__What is expected__
Rewrite the lines below, replacing "rough mask" with "coarse mask" everywhere and leaving everything else unchanged.

__Records shown__
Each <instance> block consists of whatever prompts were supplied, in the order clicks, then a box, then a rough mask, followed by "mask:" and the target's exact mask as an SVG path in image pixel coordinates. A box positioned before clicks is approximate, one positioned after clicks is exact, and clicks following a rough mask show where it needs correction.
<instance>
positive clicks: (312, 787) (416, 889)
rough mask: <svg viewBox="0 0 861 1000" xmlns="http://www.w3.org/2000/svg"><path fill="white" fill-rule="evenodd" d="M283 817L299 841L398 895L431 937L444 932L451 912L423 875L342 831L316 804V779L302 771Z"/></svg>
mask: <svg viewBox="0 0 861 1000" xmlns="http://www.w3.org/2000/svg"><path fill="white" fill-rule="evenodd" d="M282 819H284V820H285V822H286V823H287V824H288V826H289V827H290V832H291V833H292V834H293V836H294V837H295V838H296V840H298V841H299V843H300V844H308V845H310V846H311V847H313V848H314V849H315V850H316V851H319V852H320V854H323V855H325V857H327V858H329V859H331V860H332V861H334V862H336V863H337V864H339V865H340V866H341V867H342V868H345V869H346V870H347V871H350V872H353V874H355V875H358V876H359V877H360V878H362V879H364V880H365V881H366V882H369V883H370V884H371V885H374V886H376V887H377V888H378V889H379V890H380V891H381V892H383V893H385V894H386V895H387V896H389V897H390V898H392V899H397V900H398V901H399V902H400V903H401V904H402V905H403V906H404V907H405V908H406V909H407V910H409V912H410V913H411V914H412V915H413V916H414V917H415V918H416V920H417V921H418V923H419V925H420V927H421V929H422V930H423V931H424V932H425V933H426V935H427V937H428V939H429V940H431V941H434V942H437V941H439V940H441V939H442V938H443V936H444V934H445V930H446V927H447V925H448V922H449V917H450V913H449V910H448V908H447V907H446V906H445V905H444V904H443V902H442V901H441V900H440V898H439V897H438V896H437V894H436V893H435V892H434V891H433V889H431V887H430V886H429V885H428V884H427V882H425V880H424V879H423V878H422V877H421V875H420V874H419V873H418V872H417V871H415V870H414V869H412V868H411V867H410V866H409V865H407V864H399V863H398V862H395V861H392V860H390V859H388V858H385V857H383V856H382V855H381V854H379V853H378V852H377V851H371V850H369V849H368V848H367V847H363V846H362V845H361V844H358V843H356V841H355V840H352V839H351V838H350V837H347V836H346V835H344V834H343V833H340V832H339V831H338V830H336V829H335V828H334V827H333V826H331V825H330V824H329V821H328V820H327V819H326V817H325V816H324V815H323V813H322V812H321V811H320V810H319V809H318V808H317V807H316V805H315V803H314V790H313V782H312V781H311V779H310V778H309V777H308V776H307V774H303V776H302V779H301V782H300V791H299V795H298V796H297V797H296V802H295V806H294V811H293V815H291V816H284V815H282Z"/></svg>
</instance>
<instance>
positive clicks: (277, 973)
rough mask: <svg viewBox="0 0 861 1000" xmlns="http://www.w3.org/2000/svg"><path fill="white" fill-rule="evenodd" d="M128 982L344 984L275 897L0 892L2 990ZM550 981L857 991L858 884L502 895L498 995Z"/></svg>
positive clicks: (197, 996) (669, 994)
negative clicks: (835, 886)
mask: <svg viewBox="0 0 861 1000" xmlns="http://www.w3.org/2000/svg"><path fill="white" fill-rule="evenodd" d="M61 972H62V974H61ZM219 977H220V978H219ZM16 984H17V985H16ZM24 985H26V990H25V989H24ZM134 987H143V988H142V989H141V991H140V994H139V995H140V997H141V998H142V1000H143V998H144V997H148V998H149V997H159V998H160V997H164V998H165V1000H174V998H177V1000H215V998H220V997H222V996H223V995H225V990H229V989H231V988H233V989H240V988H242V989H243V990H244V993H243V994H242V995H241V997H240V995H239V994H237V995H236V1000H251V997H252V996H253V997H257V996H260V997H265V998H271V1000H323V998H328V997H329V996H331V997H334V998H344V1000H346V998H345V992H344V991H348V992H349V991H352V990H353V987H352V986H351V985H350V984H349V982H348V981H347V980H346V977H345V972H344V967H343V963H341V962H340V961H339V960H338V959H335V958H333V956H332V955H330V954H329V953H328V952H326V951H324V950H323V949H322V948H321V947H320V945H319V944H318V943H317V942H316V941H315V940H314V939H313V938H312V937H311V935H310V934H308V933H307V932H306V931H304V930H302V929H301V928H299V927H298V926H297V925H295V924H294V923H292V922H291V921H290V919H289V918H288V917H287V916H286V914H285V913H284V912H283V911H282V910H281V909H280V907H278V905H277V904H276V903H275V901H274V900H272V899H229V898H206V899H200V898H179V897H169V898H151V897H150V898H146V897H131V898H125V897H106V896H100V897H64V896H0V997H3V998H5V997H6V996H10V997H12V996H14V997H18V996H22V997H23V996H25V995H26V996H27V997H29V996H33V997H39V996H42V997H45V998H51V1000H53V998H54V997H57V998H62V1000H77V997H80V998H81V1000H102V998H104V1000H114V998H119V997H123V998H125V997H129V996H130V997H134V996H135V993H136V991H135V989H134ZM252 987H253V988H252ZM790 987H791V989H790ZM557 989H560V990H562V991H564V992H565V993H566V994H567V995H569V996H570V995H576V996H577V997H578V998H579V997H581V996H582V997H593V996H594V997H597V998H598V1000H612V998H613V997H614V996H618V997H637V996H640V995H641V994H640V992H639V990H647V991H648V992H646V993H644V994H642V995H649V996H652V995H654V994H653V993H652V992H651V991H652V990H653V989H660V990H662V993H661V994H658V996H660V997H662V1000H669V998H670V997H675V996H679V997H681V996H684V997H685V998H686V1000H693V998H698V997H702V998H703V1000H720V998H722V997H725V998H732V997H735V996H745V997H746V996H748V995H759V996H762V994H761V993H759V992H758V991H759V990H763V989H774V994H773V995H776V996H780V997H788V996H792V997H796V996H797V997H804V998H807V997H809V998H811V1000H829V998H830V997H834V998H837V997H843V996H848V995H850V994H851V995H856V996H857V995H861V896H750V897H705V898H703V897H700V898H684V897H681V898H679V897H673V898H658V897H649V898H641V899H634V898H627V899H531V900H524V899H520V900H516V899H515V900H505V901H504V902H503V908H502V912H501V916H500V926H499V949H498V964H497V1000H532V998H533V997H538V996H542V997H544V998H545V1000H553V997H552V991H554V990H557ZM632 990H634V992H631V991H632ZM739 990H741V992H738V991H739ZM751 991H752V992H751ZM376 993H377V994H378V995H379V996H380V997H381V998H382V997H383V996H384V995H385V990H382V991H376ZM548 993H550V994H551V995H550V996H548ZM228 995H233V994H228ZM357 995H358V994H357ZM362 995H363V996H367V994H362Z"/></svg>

__Response to the task__
Each <instance> block consists of whatever prompts were supplied, in the order clicks, then a box, then a coarse mask, followed by "mask:" and the target's exact mask as an SVG path in image pixel coordinates. A box positioned before clicks is approximate, one positioned after clicks is exact, and clicks following a coarse mask show where it needs correction.
<instance>
positive clicks: (312, 787) (416, 889)
coarse mask: <svg viewBox="0 0 861 1000" xmlns="http://www.w3.org/2000/svg"><path fill="white" fill-rule="evenodd" d="M283 817L299 841L398 895L431 937L444 932L451 912L423 875L342 831L316 804V779L302 771Z"/></svg>
mask: <svg viewBox="0 0 861 1000" xmlns="http://www.w3.org/2000/svg"><path fill="white" fill-rule="evenodd" d="M282 819H284V820H285V822H286V823H287V824H288V826H289V827H290V832H291V833H292V834H293V836H294V837H295V838H296V840H298V841H299V843H300V844H308V845H310V846H311V847H313V848H314V849H315V850H316V851H319V852H320V854H323V855H325V857H327V858H329V859H331V860H332V861H334V862H336V863H337V864H339V865H340V866H341V867H342V868H345V869H346V870H347V871H350V872H353V874H355V875H358V876H359V877H360V878H362V879H364V880H365V881H366V882H369V883H370V884H371V885H374V886H376V887H377V888H378V889H379V890H380V891H381V892H383V893H385V894H386V895H387V896H389V897H390V898H392V899H397V900H398V901H399V902H400V903H401V904H402V905H403V906H404V907H405V908H406V909H407V910H409V912H410V913H411V914H412V915H413V916H414V917H415V918H416V920H417V921H418V923H419V925H420V927H421V929H422V930H423V931H424V932H425V933H426V935H427V937H428V939H429V940H431V941H434V942H437V941H439V940H441V939H442V938H443V936H444V934H445V930H446V927H447V925H448V922H449V917H450V913H449V910H448V908H447V907H446V906H445V905H444V904H443V902H442V901H441V900H440V898H439V897H438V896H437V894H436V893H435V892H434V891H433V889H431V887H430V886H429V885H428V884H427V882H425V880H424V879H423V878H422V877H421V875H420V874H419V873H418V872H417V871H415V870H414V869H412V868H411V867H410V866H409V865H407V864H399V863H398V862H395V861H392V860H390V859H388V858H385V857H383V856H382V855H381V854H379V853H378V852H377V851H371V850H369V849H368V848H367V847H363V846H362V845H361V844H358V843H356V841H355V840H352V839H351V838H350V837H347V836H346V835H344V834H343V833H340V832H339V831H338V830H336V829H335V828H334V827H333V826H331V825H330V824H329V821H328V820H327V819H326V817H325V816H324V815H323V813H322V812H321V811H320V810H319V809H318V808H317V807H316V805H315V803H314V790H313V782H312V781H311V779H310V778H309V777H308V776H307V774H303V776H302V779H301V782H300V791H299V795H298V796H297V797H296V802H295V806H294V811H293V815H291V816H284V815H282Z"/></svg>
</instance>
<instance>
positive clicks: (277, 973)
coarse mask: <svg viewBox="0 0 861 1000" xmlns="http://www.w3.org/2000/svg"><path fill="white" fill-rule="evenodd" d="M128 982L344 984L275 897L0 892L2 990ZM550 981L857 991L858 884L502 895L498 995Z"/></svg>
positive clicks: (197, 996) (669, 994)
negative clicks: (835, 886)
mask: <svg viewBox="0 0 861 1000" xmlns="http://www.w3.org/2000/svg"><path fill="white" fill-rule="evenodd" d="M61 972H62V974H61ZM219 977H220V978H219ZM16 984H17V985H16ZM24 985H26V990H25V989H24ZM134 987H143V988H142V989H141V991H140V994H139V995H140V997H141V998H142V1000H143V998H144V997H148V998H149V997H159V998H160V997H164V998H165V1000H174V998H177V1000H215V998H220V997H222V996H223V995H225V990H229V989H231V988H233V989H240V988H242V989H243V990H244V993H243V994H242V995H241V997H240V995H239V994H237V995H236V1000H251V997H252V996H253V997H257V996H260V997H265V998H271V1000H323V998H328V997H329V996H331V997H334V998H344V1000H346V998H345V992H344V991H348V992H349V991H352V990H353V987H352V986H351V985H350V984H349V982H348V981H347V980H346V977H345V972H344V967H343V963H341V962H340V961H339V960H338V959H335V958H333V956H332V955H330V954H329V953H328V952H326V951H324V950H323V949H322V948H321V947H320V945H319V944H318V943H317V942H316V941H315V940H314V939H313V938H312V937H311V935H310V934H308V933H307V932H306V931H304V930H302V929H301V928H299V927H298V926H297V925H295V924H294V923H292V922H291V921H290V919H289V918H288V917H287V916H286V914H285V913H284V912H283V911H282V910H281V909H280V907H278V905H277V904H276V903H275V901H274V900H272V899H229V898H206V899H200V898H179V897H169V898H151V897H150V898H146V897H131V898H125V897H106V896H100V897H64V896H0V997H3V998H5V997H6V996H10V997H12V996H14V997H18V996H22V997H23V996H25V995H26V996H27V997H29V996H33V997H39V996H42V997H45V998H51V1000H53V998H54V997H57V998H62V1000H77V997H80V998H81V1000H102V998H104V1000H114V998H119V997H123V998H125V997H129V996H130V997H134V996H135V993H136V991H135V989H134ZM252 987H253V988H252ZM790 987H791V989H790ZM557 989H560V990H562V991H564V992H565V993H566V994H567V995H569V996H570V995H576V996H577V997H578V998H579V997H581V996H582V997H593V996H594V997H597V998H598V1000H612V998H613V997H614V996H618V997H637V996H640V995H641V994H640V992H639V990H647V991H648V992H646V993H644V994H642V995H649V996H652V995H654V994H653V993H652V992H651V991H652V990H653V989H660V990H662V993H661V994H658V996H660V997H662V1000H669V998H670V997H675V996H679V997H681V996H684V997H685V998H686V1000H693V998H698V997H702V998H703V1000H720V998H722V997H725V998H732V997H735V996H745V997H746V996H748V995H759V996H762V994H761V993H759V992H758V991H759V990H763V989H774V994H773V995H776V996H780V997H788V996H792V997H796V996H797V997H804V998H807V997H809V998H811V1000H829V998H830V997H834V998H837V997H843V996H848V995H850V994H851V995H856V996H857V995H861V896H750V897H705V898H703V897H700V898H684V897H681V898H679V897H673V898H658V897H649V898H641V899H634V898H627V899H531V900H524V899H520V900H516V899H515V900H505V901H504V902H503V908H502V912H501V916H500V926H499V949H498V964H497V1000H532V998H533V997H538V996H542V997H544V998H545V1000H553V997H552V991H554V990H557ZM632 990H634V992H631V991H632ZM739 990H741V992H738V991H739ZM751 991H752V992H751ZM376 993H377V994H378V995H379V996H380V997H381V998H382V997H383V996H384V995H385V990H382V991H376ZM548 993H550V994H551V995H550V996H548ZM228 995H233V994H228ZM357 995H358V994H357ZM362 995H363V996H367V994H362Z"/></svg>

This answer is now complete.